Copy every record verbatim but exclude the pictures.

(Extracted entries begins)

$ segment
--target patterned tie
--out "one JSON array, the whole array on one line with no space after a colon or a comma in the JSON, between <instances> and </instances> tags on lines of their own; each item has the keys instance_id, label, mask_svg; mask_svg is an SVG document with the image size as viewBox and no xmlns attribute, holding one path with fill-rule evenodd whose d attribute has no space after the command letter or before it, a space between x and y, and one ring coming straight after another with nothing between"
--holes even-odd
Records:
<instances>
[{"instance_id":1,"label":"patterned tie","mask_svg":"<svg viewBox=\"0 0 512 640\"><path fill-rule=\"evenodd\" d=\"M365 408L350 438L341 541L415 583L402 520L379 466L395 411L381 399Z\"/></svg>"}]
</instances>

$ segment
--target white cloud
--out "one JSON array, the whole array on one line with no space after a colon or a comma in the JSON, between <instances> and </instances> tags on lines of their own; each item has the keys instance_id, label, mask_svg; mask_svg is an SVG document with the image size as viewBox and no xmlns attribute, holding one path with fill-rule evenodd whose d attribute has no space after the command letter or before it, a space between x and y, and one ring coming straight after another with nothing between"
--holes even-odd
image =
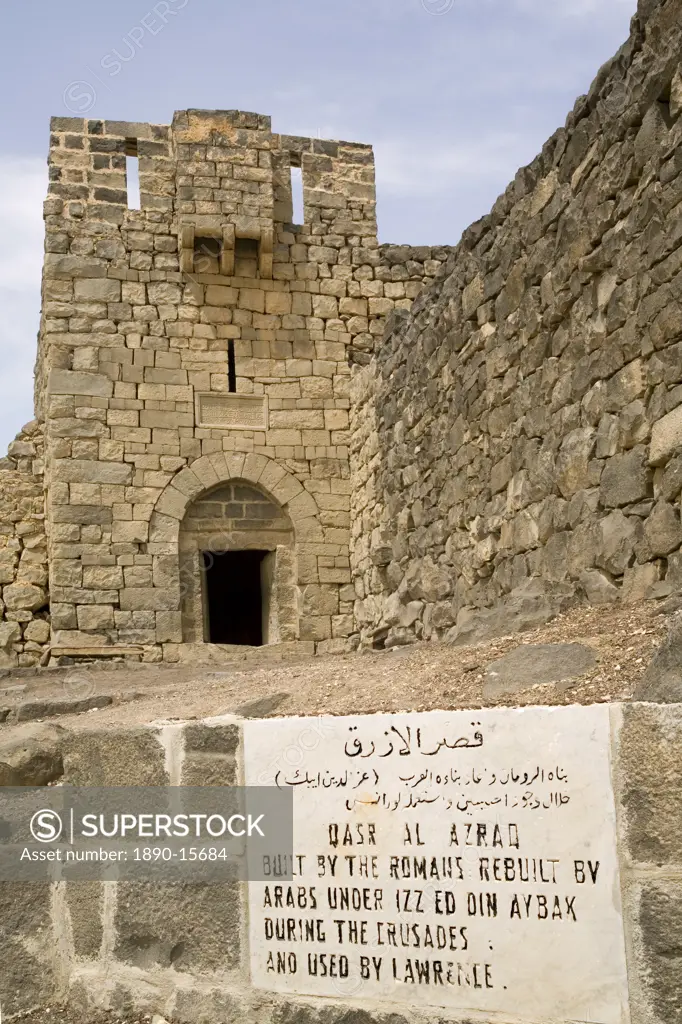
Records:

(Extracted entries ends)

Problem solution:
$ segment
--target patterned tie
--out "one JSON array, the whole array on one line with no space after a colon or a comma in the JSON, between <instances> and </instances> tags on lines of their own; each item has the keys instance_id, label, mask_svg; mask_svg is an SVG document with the image size as viewBox and no xmlns attribute, holding one path with fill-rule evenodd whose d attribute has no space after the command letter or before it, a space between x and y, and one ring coming straight after another with nothing between"
--holes even-odd
Records:
<instances>
[{"instance_id":1,"label":"patterned tie","mask_svg":"<svg viewBox=\"0 0 512 640\"><path fill-rule=\"evenodd\" d=\"M365 408L350 438L341 541L415 583L402 520L379 466L395 411L381 399Z\"/></svg>"}]
</instances>

$ segment
--target white cloud
--out "one JSON array, the whole array on one line with no space after a colon or a comma in the JSON, between <instances> and </instances> tags on lines of their own; each item has the keys instance_id, label, mask_svg; mask_svg is an SVG document with the image size as viewBox and no xmlns attribute, holding one path with fill-rule evenodd whose d attribute has no space after the command letter or before it, a space between x and y, and one ring coming straight after another with nothing between"
--holes even-odd
image =
Records:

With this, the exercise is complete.